Object pointing records for a photo
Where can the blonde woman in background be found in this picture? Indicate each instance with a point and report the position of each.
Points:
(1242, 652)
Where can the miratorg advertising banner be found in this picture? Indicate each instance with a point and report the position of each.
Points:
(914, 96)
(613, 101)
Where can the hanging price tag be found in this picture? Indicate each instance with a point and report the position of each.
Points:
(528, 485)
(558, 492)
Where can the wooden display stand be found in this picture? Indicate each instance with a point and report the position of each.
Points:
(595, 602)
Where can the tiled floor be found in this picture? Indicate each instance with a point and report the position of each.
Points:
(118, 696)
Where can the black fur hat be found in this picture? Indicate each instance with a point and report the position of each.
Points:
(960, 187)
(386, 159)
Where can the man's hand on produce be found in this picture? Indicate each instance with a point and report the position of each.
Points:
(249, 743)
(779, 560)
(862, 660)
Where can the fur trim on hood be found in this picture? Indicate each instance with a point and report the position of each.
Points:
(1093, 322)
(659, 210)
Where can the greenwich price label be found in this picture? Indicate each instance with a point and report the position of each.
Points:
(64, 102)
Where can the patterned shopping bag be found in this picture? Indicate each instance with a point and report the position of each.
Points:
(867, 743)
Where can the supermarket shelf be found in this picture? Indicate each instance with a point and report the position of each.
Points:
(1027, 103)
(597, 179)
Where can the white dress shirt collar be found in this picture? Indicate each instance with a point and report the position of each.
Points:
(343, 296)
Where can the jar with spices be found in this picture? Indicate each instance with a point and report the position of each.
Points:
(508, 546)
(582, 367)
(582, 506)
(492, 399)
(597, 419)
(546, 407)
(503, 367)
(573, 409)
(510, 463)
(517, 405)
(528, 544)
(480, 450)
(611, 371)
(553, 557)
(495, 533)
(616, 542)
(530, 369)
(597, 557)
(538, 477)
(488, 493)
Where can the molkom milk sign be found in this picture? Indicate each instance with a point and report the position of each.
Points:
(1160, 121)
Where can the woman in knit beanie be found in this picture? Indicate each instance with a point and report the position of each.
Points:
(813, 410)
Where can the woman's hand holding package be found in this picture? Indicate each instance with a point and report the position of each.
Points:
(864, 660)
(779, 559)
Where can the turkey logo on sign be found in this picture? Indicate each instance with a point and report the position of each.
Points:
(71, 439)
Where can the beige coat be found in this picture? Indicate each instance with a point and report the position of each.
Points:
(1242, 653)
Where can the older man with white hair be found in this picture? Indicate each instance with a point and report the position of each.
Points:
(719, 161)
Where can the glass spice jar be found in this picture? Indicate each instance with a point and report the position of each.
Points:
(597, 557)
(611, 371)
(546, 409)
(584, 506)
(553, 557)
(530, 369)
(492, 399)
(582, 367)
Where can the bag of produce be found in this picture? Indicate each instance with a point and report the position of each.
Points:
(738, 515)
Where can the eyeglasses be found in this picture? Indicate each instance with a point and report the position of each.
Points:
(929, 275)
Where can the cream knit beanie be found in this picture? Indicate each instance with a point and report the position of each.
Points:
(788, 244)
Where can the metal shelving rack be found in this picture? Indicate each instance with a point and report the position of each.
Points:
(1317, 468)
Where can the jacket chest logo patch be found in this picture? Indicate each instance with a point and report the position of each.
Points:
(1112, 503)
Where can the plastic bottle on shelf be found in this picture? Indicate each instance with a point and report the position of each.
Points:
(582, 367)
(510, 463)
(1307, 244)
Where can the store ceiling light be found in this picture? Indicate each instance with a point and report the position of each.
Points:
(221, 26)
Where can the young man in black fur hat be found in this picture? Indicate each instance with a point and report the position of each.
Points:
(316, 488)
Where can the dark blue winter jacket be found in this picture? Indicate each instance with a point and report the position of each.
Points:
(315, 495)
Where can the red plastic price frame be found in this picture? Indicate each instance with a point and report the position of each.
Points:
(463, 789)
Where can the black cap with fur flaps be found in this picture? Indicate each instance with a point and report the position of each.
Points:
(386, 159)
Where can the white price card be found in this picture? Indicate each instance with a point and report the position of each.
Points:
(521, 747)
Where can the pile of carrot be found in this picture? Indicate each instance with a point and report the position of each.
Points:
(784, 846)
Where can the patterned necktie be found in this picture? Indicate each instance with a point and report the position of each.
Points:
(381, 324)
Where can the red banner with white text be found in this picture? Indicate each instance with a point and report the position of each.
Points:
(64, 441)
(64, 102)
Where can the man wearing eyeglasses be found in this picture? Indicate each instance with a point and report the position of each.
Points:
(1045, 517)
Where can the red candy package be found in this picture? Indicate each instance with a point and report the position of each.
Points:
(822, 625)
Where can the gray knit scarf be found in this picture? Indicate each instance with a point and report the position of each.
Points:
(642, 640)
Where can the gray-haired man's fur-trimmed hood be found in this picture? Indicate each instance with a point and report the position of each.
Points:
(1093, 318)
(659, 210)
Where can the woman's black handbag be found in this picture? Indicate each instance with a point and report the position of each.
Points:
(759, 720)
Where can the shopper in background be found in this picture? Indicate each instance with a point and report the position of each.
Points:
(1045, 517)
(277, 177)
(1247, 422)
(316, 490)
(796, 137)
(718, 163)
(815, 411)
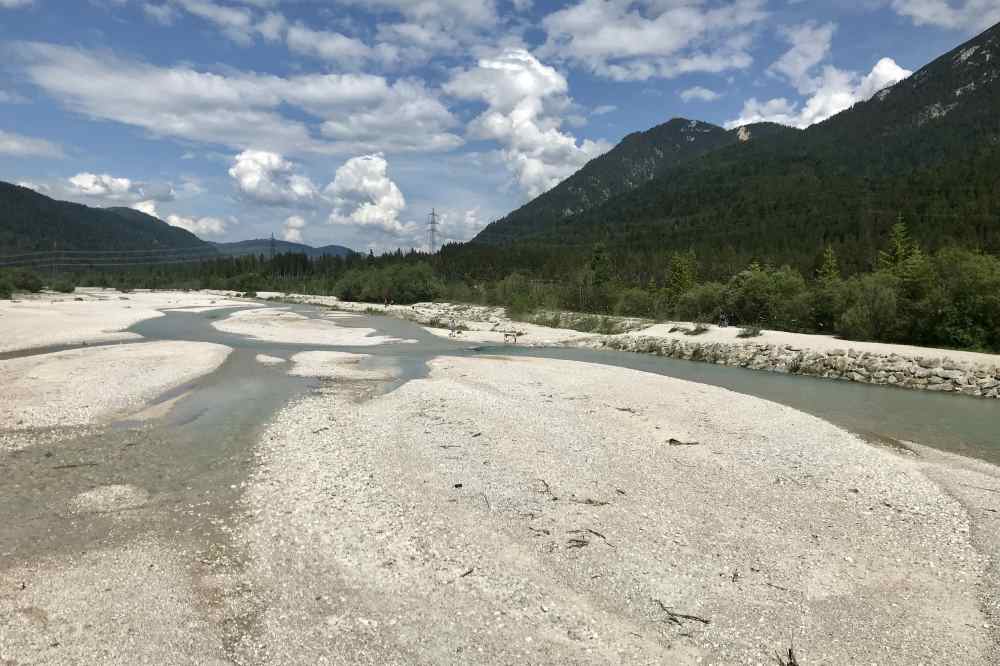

* _THE EXERCISE_: Find each line in the material that contains the word "produce", and copy those lines.

* _REPLY TO THE TASK_:
Where can the man's hand on produce be found in this picture? Indicate each instance with a point and report the position of each.
Where can the bag of produce be found in this picture? Indicate each instance with a point and report the position of each.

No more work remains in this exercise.